[Excerpts from segmentation records]
========================================================================
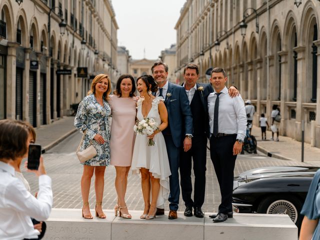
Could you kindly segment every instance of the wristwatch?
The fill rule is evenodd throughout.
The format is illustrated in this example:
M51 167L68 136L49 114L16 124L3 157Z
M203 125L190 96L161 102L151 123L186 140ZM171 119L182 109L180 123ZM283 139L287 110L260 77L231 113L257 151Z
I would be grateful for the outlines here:
M189 139L192 139L194 137L194 136L190 134L186 134L186 136Z
M238 138L236 140L236 142L239 142L240 144L243 144L244 140L242 139Z

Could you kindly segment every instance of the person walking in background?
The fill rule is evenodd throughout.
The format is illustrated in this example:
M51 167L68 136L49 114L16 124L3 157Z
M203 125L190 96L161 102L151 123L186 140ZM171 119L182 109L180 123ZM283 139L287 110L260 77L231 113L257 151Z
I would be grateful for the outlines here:
M164 205L169 193L169 176L171 173L164 138L162 133L168 126L168 115L163 98L155 97L150 93L158 90L157 84L152 76L139 77L136 84L141 96L136 104L138 120L140 122L153 119L158 126L148 136L136 134L132 164L133 174L141 174L144 210L140 218L150 220L156 217L156 207ZM154 140L154 146L148 146L150 139Z
M280 116L280 110L278 108L278 106L274 104L272 106L272 112L271 112L271 117L272 118L272 136L271 140L274 140L274 132L276 132L276 138L274 140L276 142L279 142L279 126L280 126L280 122L281 121L281 116Z
M189 100L182 86L169 82L167 80L168 68L162 61L156 62L151 68L154 78L158 84L156 96L164 98L164 104L168 112L168 126L163 132L166 150L169 158L171 176L170 177L170 212L168 218L178 218L180 188L179 184L179 162L180 148L188 151L191 148L192 137L192 114ZM164 214L164 210L158 208L157 215Z
M203 218L204 214L201 208L204 202L206 190L207 136L210 136L210 131L204 126L208 124L208 96L214 90L210 84L197 82L199 78L199 69L194 64L188 64L184 67L184 82L182 86L189 100L194 126L191 148L184 152L181 148L180 152L180 183L182 198L186 206L184 215L192 216L193 208L194 216L197 218ZM234 86L230 88L230 91L232 92L230 94L234 96L238 94L238 90ZM193 200L191 180L192 160L194 174Z
M252 122L254 120L254 114L256 112L254 106L251 104L251 100L246 101L246 114L247 122L250 132L249 134L251 135L251 130L252 130Z
M114 212L124 218L131 218L124 198L128 177L134 142L134 126L136 122L136 100L134 96L136 84L130 74L121 75L116 86L114 95L108 102L111 107L112 121L110 140L110 164L116 168L114 186L118 195Z
M83 200L82 217L93 218L90 212L88 198L91 178L94 173L96 190L96 216L105 218L102 210L102 199L104 184L106 167L110 164L110 132L111 108L107 100L111 92L111 82L106 74L99 74L94 78L91 89L79 104L74 126L84 134L80 147L82 151L92 144L98 154L83 164L81 178L81 192Z
M28 170L39 178L37 198L15 177L14 168L28 156L31 137L26 125L16 120L0 120L0 239L38 239L30 218L46 220L51 212L51 178L46 175L42 156L38 170Z
M269 124L266 120L266 118L264 117L264 114L261 114L261 117L259 120L259 122L260 128L261 128L261 138L262 140L266 140L266 126L268 126L268 127L269 128Z
M220 68L211 72L214 92L208 99L210 126L210 156L220 187L221 204L213 222L224 222L232 214L234 170L236 156L246 136L246 116L240 96L232 98L225 86L226 72Z

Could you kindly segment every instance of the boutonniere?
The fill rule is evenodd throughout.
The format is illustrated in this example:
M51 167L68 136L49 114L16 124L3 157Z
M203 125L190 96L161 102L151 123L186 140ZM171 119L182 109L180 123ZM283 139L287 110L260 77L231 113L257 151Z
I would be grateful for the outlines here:
M137 98L136 100L136 108L138 108L138 106L142 104L142 102L144 100L144 98L143 96L140 96L138 98Z
M204 92L204 86L200 86L199 88L198 88L198 91L201 92L201 96L204 96L202 94L202 92Z

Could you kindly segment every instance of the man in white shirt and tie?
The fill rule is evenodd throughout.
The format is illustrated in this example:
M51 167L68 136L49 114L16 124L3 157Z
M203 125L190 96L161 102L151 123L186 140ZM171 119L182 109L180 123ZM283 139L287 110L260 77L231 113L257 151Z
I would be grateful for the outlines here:
M232 214L234 170L236 156L241 152L246 136L246 116L241 96L231 98L225 84L224 70L216 68L210 82L214 92L208 98L210 132L210 156L221 193L221 204L213 222L219 222Z

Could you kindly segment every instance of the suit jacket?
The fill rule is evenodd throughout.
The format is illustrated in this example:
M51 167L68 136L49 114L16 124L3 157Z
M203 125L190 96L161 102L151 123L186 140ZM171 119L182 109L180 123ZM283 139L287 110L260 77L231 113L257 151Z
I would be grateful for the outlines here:
M192 114L184 88L168 82L164 104L168 112L169 124L168 130L165 129L163 134L170 134L174 145L180 148L186 134L192 134Z
M208 98L209 94L211 92L213 92L214 88L210 84L199 84L196 83L196 90L198 91L200 94L200 98L201 100L201 102L203 106L203 109L204 110L204 114L205 116L206 120L206 126L204 129L204 133L206 134L208 138L210 138L210 131L209 128L209 118L208 116ZM202 88L202 89L201 89ZM196 93L194 94L196 94ZM194 98L191 101L191 104L192 104L192 102L194 99ZM193 104L190 104L190 107L191 108L196 108L196 106L194 105ZM201 109L202 109L202 108ZM192 110L193 112L193 110ZM196 117L196 116L195 116ZM194 128L196 128L196 124L202 124L203 123L202 121L194 121L194 120L193 124ZM204 126L198 126L204 128Z

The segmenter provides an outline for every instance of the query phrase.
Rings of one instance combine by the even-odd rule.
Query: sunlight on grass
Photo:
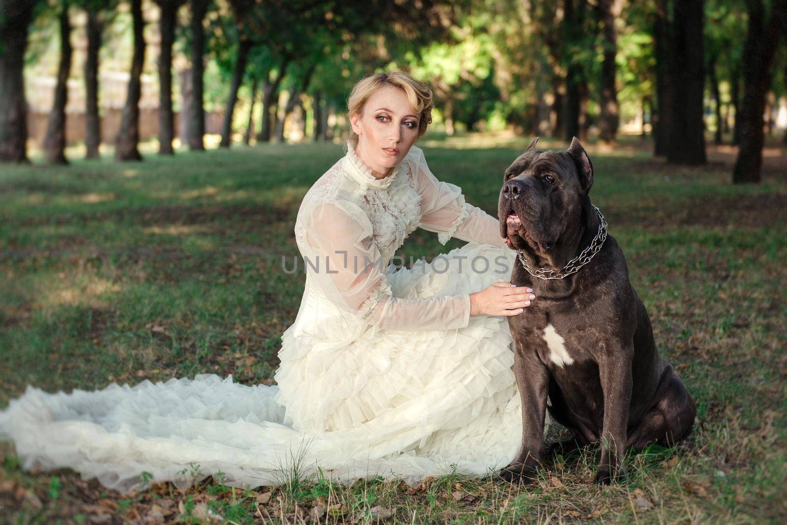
========================================================================
### Aim:
Change every "I would be grateful for the outlines here" in the material above to "Please provide the outlines here", leaving everything else unchanged, and leave the pictures out of your answer.

### Result of the task:
Could you kindly segment every instance of the wristwatch?
The fill rule is evenodd throughout.
The format is illustrated in this example:
M51 167L68 136L49 114L16 124L3 157Z
M203 125L190 96L161 102L151 123L186 140ZM171 119L182 109L180 123ZM283 139L287 110L260 77L231 113L257 151Z
Please provide the outlines here:
M189 139L192 139L194 137L194 136L190 134L186 134L186 136Z
M238 138L236 140L236 142L239 142L240 144L243 144L244 140L242 139Z

Could you kindly segment every instance of the person walking in background?
The fill rule is evenodd throughout.
The format is illustrated in this example:
M51 167L68 136L49 114L16 124L3 157Z
M203 125L190 96L161 102L151 123L186 140ZM171 119L182 109L180 123ZM283 139L287 110L260 77L231 113L257 151Z
Please provide the outlines here:
M164 205L169 193L169 176L171 173L164 138L162 133L168 126L168 115L163 98L155 97L150 93L158 90L157 84L152 76L139 77L136 84L141 96L136 104L138 120L140 122L153 119L158 126L148 136L136 134L132 164L133 174L141 174L144 210L140 218L150 220L156 217L156 207ZM154 140L154 146L148 146L150 139Z
M280 116L280 110L278 108L278 106L274 104L272 106L272 112L271 112L271 117L272 118L272 136L271 140L274 140L274 132L276 132L276 138L274 140L276 142L279 142L279 126L280 126L280 122L281 121L281 116Z
M189 100L182 86L169 82L167 80L168 68L162 61L156 62L151 68L154 78L158 84L156 96L164 98L164 104L168 112L168 126L163 132L166 150L169 158L171 176L170 177L170 212L168 218L178 218L180 188L179 184L179 162L180 148L188 151L191 148L192 137L192 114ZM164 214L164 210L158 208L157 215Z
M203 218L204 214L201 208L204 202L206 190L207 136L210 136L210 131L204 126L208 124L208 96L214 90L210 84L197 82L199 78L199 69L194 64L188 64L184 67L184 82L182 86L189 100L194 126L191 148L184 152L181 148L180 152L180 183L182 198L186 206L184 215L192 216L193 208L194 216L197 218ZM234 86L230 88L230 91L232 92L230 94L234 96L238 94L238 90ZM193 200L191 180L192 160L194 174Z
M252 122L254 120L254 114L256 112L254 106L251 104L251 100L246 101L246 114L247 122L250 132L249 134L251 135L251 130L252 130Z
M114 212L124 218L131 218L124 198L128 177L134 142L134 126L136 122L136 100L134 96L136 84L130 74L121 75L116 86L114 95L108 102L111 107L112 121L110 140L110 164L116 168L114 186L118 195Z
M83 200L82 217L93 218L90 212L88 198L91 178L94 173L96 190L96 216L105 218L102 210L102 199L104 184L106 167L110 164L110 132L111 108L107 100L111 92L111 82L106 74L99 74L94 78L91 89L79 104L74 126L84 134L80 147L82 151L92 144L98 154L83 164L81 178L81 192Z
M28 170L39 178L37 198L15 177L14 168L28 156L31 137L26 125L16 120L0 120L0 239L38 239L30 218L46 220L51 212L51 178L46 175L42 156L38 170Z
M269 124L266 120L266 118L264 117L264 114L261 114L261 117L259 120L259 122L260 128L261 128L261 138L262 140L266 140L266 126L268 126L268 127L269 128Z
M220 68L211 72L214 92L208 99L210 126L210 156L220 187L221 204L213 222L224 222L232 214L234 170L236 156L246 136L246 116L240 96L232 98L225 86L226 72Z

Could you kindly segment every instance of the boutonniere?
The fill rule is evenodd throughout.
The format is illustrated in this example:
M51 167L68 136L49 114L16 124L3 157Z
M203 125L190 96L161 102L151 123L186 140ZM171 119L182 109L180 123ZM283 139L287 110L260 77L231 113L257 151Z
Please provide the outlines here:
M137 98L136 100L136 108L138 108L138 106L142 104L142 102L144 100L144 98L143 96L140 96L138 98Z
M204 92L204 86L200 86L199 88L198 88L198 91L201 92L201 96L204 96L202 94L202 92Z

Could you kindly segment every instance of the man in white shirt and tie?
The fill rule is evenodd throughout.
The format is illustrated in this example:
M51 167L68 136L49 114L16 124L3 157Z
M203 125L190 96L161 102L151 123L186 140ZM171 119L182 109L180 123ZM283 139L287 110L260 77L231 113L257 151Z
Please provide the outlines here:
M232 214L234 170L236 156L241 152L246 136L246 116L241 96L231 98L225 84L224 70L216 68L210 82L214 92L208 98L210 132L210 156L221 193L221 204L213 222L219 222Z

Could you kindly segment every instance of the suit jacket?
The fill rule is evenodd throughout.
The format is illustrated in this example:
M51 167L68 136L49 114L16 124L3 157Z
M203 125L190 96L161 102L151 123L186 140ZM171 119L182 109L180 123ZM283 139L287 110L260 77L231 113L257 151Z
Please provide the outlines here:
M192 114L184 88L168 82L164 104L168 112L169 124L168 130L165 129L163 134L170 134L174 145L180 148L186 134L192 134Z
M208 98L209 94L211 92L213 92L214 88L210 84L199 84L196 83L196 90L198 91L200 94L200 98L201 100L201 102L203 106L203 109L204 110L204 114L205 116L206 120L206 126L204 129L204 133L206 134L208 138L210 138L210 131L209 128L209 118L208 116ZM202 88L202 89L201 89ZM196 93L194 94L196 94ZM194 98L191 101L191 104L192 104L192 102L194 99ZM193 104L190 104L190 107L191 108L196 108L196 106L194 105ZM201 109L202 109L202 108ZM192 110L193 112L193 110ZM196 117L196 116L195 116ZM194 128L196 128L196 124L202 124L203 123L202 121L194 121L194 120L193 124ZM204 126L198 126L204 128Z

The segmenter provides an outline for every instance of the query phrase.
Rings of one instance combine by the even-odd rule.
Query: sunlight on grass
Photo:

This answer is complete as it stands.